### Exercises to complete:
a: For each statement below, say yes or no according to the text on responding to biting, and quote the words of that text that decide it. (i) When the skin is broken, the wound should be washed with soap and cold water. (ii) The adult responds first to the child who did the biting. (iii) The child who did the biting helps comfort the bitten child only if both children agree.
b: Pick up the text on responding to biting after its last sentence and carry it forward.

____ Document text

Adults can also proactively support self-regulation and sensory needs.
- Using positive guidance strategies that help children learn appropriate ways to behave.
- Providing safe items to bite, such as clean, wet, cold washcloths stored in the refrigerator.
- Offering activities and materials that help children relax and release tension.
Responding in the Moment: Step-by-Step
When biting happens, emotions can run high for everyone involved. A calm, clear, and respectful response supports both the child who was hurt and the child who did the biting.
At the time of the incident:
- Stay calm, move quickly to the scene, and get down to the children’s level.
- Begin by responding to the child who did the biting with a clear, firm statement such as, “No biting. I can’t let you hurt Josie or anyone else.”
- Offer a choice when appropriate, for example, “You can help make Josie feel better or you can go to the cozy area until I can talk with you,” and support the child in following through.
Then respond to the child who was hurt.
- Offer comfort with both actions and words, such as, “I’m sorry you are hurting. Let’s get some ice.”
- If the skin is broken, wash the wound with soap and warm water.
- If both children agree, involve the child who did the biting in comforting the child who was bitten.
- Help the injured child find something to do once they are calmer.
Next, talk with the child who did the biting.
- Maintain eye contact, use a calm yet firm tone, and speak in short sentences with simple words.
- Try to understand what happened leading up to the incident.
- Restate the rule (“Biting is not allowed.”).
- Model feeling words and describe the sequence: “Kim took your ball. You felt angry. You bit Kim. No biting. I can’t let you hurt Kim.”

________
____ Information provided

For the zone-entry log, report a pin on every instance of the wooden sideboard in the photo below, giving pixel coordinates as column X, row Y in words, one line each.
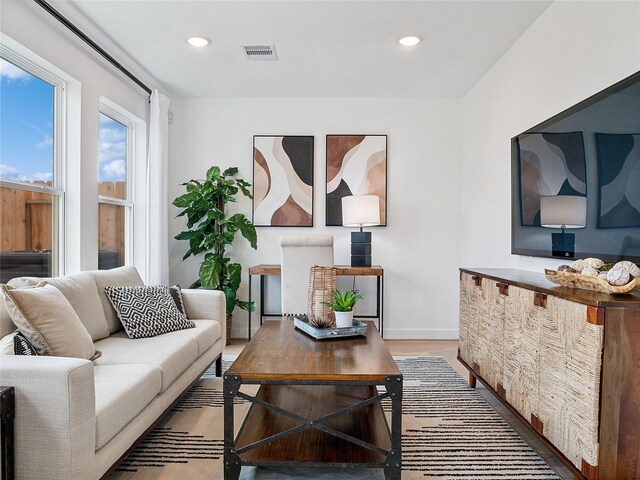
column 565, row 361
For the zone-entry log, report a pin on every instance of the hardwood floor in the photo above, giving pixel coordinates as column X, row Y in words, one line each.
column 449, row 349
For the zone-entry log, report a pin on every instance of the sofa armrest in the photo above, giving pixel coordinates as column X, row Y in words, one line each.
column 55, row 419
column 206, row 304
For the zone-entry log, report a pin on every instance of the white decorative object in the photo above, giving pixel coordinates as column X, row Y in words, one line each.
column 618, row 276
column 344, row 319
column 628, row 266
column 590, row 271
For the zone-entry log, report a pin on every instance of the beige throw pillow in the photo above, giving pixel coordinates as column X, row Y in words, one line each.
column 48, row 321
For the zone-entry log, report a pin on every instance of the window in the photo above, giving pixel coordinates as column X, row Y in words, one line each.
column 115, row 196
column 31, row 168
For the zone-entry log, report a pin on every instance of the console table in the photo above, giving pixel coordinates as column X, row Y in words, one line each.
column 341, row 270
column 565, row 361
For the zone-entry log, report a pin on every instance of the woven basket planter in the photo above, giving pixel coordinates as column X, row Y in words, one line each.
column 322, row 281
column 229, row 325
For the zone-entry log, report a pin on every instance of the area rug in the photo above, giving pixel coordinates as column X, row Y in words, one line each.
column 449, row 432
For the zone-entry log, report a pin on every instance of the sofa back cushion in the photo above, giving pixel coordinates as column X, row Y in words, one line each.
column 81, row 292
column 121, row 277
column 47, row 320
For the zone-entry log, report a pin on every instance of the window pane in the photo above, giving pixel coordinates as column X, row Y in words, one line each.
column 112, row 158
column 28, row 220
column 26, row 126
column 111, row 231
column 28, row 235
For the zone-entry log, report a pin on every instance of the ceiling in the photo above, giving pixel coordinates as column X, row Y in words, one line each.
column 325, row 48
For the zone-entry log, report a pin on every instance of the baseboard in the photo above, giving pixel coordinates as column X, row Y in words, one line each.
column 420, row 334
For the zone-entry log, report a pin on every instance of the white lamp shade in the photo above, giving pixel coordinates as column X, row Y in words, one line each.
column 360, row 211
column 563, row 211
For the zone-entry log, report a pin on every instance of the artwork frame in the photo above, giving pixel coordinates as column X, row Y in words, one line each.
column 618, row 160
column 283, row 180
column 549, row 151
column 366, row 172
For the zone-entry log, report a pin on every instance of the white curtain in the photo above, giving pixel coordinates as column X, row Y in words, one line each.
column 157, row 202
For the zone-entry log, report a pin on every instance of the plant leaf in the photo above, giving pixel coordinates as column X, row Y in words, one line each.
column 230, row 172
column 213, row 174
column 210, row 273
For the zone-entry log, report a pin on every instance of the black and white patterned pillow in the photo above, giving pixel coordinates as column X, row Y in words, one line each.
column 21, row 345
column 147, row 311
column 176, row 294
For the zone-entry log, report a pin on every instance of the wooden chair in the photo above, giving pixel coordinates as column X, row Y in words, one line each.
column 299, row 254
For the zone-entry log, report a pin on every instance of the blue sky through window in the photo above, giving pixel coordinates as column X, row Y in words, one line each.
column 113, row 150
column 26, row 125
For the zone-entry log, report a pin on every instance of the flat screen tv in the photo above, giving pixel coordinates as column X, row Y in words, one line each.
column 590, row 151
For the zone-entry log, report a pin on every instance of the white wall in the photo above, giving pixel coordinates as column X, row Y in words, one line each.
column 572, row 51
column 419, row 249
column 28, row 24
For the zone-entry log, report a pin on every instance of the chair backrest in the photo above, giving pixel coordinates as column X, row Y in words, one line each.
column 299, row 254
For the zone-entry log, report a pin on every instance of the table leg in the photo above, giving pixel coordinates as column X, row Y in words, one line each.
column 232, row 466
column 249, row 336
column 393, row 462
column 261, row 297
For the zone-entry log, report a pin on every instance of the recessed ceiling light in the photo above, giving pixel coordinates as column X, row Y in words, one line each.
column 198, row 41
column 410, row 41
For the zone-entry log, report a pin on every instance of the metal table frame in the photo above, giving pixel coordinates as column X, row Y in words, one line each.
column 392, row 464
column 341, row 270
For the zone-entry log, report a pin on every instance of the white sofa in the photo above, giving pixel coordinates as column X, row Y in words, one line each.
column 77, row 419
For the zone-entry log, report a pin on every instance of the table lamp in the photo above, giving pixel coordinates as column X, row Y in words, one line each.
column 360, row 211
column 563, row 211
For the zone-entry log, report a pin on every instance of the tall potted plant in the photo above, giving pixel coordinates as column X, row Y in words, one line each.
column 210, row 231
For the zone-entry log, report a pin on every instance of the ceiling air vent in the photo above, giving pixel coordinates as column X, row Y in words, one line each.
column 260, row 52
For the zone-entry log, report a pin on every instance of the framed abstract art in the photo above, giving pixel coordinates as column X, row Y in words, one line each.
column 618, row 180
column 282, row 181
column 356, row 165
column 549, row 164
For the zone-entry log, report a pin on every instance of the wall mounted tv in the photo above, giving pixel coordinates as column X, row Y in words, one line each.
column 591, row 150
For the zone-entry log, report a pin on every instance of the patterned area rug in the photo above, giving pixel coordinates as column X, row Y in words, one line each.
column 449, row 432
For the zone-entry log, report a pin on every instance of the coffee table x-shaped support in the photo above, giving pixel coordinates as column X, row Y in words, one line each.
column 392, row 456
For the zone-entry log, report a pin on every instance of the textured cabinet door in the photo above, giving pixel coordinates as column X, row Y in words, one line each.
column 468, row 318
column 570, row 367
column 489, row 352
column 521, row 352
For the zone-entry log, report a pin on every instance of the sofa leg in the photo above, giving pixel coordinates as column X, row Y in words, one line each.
column 219, row 366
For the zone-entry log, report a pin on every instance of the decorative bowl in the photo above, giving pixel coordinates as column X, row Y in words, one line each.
column 585, row 282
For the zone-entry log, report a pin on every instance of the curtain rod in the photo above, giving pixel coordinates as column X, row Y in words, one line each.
column 58, row 16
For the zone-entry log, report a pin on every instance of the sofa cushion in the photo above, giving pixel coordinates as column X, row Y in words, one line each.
column 122, row 391
column 123, row 276
column 171, row 353
column 206, row 333
column 147, row 311
column 47, row 320
column 81, row 291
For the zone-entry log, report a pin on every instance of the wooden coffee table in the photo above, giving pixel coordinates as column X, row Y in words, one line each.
column 317, row 405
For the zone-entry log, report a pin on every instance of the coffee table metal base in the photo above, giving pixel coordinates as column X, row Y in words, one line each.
column 313, row 424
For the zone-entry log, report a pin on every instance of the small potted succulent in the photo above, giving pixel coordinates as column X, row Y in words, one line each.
column 342, row 304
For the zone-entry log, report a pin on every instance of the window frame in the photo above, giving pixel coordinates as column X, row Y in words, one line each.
column 22, row 58
column 122, row 116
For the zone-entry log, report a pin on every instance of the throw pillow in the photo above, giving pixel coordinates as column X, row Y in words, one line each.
column 147, row 311
column 47, row 320
column 6, row 343
column 176, row 294
column 21, row 345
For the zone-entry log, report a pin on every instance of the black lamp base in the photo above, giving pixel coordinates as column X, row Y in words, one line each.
column 360, row 249
column 563, row 245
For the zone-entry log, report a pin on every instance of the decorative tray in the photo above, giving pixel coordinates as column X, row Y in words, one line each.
column 585, row 282
column 302, row 323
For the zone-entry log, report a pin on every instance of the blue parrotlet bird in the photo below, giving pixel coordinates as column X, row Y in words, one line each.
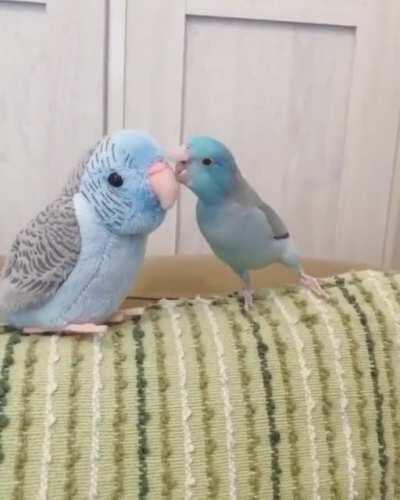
column 239, row 226
column 72, row 266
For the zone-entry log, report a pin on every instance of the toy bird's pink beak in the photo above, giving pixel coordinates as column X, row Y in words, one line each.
column 163, row 184
column 181, row 156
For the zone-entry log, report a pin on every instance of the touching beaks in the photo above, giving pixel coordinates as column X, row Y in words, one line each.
column 163, row 184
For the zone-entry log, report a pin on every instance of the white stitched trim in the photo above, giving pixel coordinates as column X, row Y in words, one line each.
column 310, row 403
column 385, row 296
column 97, row 387
column 344, row 402
column 223, row 376
column 186, row 411
column 50, row 419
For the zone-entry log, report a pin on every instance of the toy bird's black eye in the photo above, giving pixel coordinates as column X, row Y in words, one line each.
column 115, row 179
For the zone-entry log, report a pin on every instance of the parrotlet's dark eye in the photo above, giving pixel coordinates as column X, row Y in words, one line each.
column 115, row 179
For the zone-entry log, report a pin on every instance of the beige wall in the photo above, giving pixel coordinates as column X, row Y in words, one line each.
column 305, row 92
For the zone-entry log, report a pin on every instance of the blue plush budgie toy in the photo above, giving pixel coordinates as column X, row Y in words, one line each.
column 71, row 267
column 241, row 229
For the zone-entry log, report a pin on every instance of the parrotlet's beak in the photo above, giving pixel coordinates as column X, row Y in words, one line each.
column 181, row 157
column 163, row 184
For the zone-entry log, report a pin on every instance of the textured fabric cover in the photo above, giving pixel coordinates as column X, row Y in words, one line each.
column 299, row 399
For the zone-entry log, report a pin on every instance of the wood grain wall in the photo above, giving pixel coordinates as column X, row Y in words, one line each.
column 305, row 92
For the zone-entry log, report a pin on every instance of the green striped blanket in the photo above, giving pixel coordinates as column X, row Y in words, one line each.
column 298, row 399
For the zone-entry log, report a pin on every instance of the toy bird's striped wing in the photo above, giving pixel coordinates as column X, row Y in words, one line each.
column 42, row 256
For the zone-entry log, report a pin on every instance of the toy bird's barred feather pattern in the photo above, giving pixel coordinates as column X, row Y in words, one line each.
column 44, row 252
column 41, row 257
column 270, row 404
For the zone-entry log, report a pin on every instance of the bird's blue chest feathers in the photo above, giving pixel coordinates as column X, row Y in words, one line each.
column 238, row 236
column 100, row 281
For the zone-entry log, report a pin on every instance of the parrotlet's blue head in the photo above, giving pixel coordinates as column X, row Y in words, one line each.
column 128, row 183
column 207, row 167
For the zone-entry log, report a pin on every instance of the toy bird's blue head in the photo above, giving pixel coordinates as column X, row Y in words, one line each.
column 128, row 184
column 208, row 168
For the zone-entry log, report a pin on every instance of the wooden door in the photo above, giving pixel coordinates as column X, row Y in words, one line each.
column 305, row 92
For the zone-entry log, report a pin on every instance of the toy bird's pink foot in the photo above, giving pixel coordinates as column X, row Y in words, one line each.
column 82, row 328
column 248, row 299
column 125, row 314
column 312, row 284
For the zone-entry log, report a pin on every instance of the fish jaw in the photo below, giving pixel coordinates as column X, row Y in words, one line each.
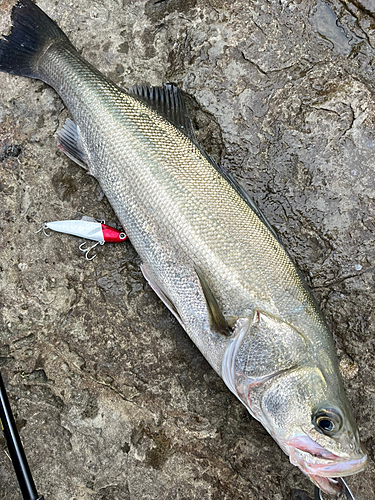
column 323, row 467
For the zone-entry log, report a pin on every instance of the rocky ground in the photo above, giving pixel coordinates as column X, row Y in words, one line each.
column 112, row 400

________

### Answers to the exercises:
a:
(i) No: "wash the wound with soap and warm water."
(ii) Yes: "Begin by responding to the child who did the biting"
(iii) Yes: "If both children agree, involve the child who did the biting in comforting the child who was bitten."

b:
- Discuss and practice how the child can respond differently in similar situations in the future.
It is important to provide opportunities to practice those alternative responses during neutral, low-stress times so the child can build new habits.
After the Incident: Communication and Reflection
Once the immediate situation is handled, there are important follow-up steps to maintain safety and trust. These actions support children, families, and the overall program climate.
After a biting incident:
- Complete an incident report according to program policy.
- Notify the family of the child who was hurt while maintaining confidentiality; do not reveal which child did the biting.
- Notify the family of the child who did the biting and share the problem-solving ideas you and the child discussed so they can practice at home as well.
It is also helpful to step back and examine the environment and program practices.
- Consider whether anything in the classroom setup, schedule, or routines may need to be changed to prevent future incidents.
- Look for patterns that might be addressed through adjustments in space, materials, or transitions.
When Biting Becomes a Habit
If biting becomes a recurring pattern and ongoing positive guidance is not effective, it is time for a more intentional, collaborative plan. Teachers and families can work together to create a consistent approach across settings.
Possible long-term strategies include:
- Observing carefully to learn where, when, and in what situations biting occurs.
- Paying close attention to early signals and staying nearby when the child seems likely to bite, stepping in and suggesting acceptable ways to express strong feelings.
- Separating the child from the group immediately after biting and calmly explaining that you cannot allow biting and that the child can return to play once they regain control.
Ongoing guidance should focus on teaching, not punishment.
- Finding time to discuss the incident with the child and talk about appropriate ways they could have expressed their feelings.
- Using a reminder system to help the child learn to express strong feelings with appropriate words and actions.
- Reinforcing positive behavior with specific praise that describes the child’s appropriate words and actions.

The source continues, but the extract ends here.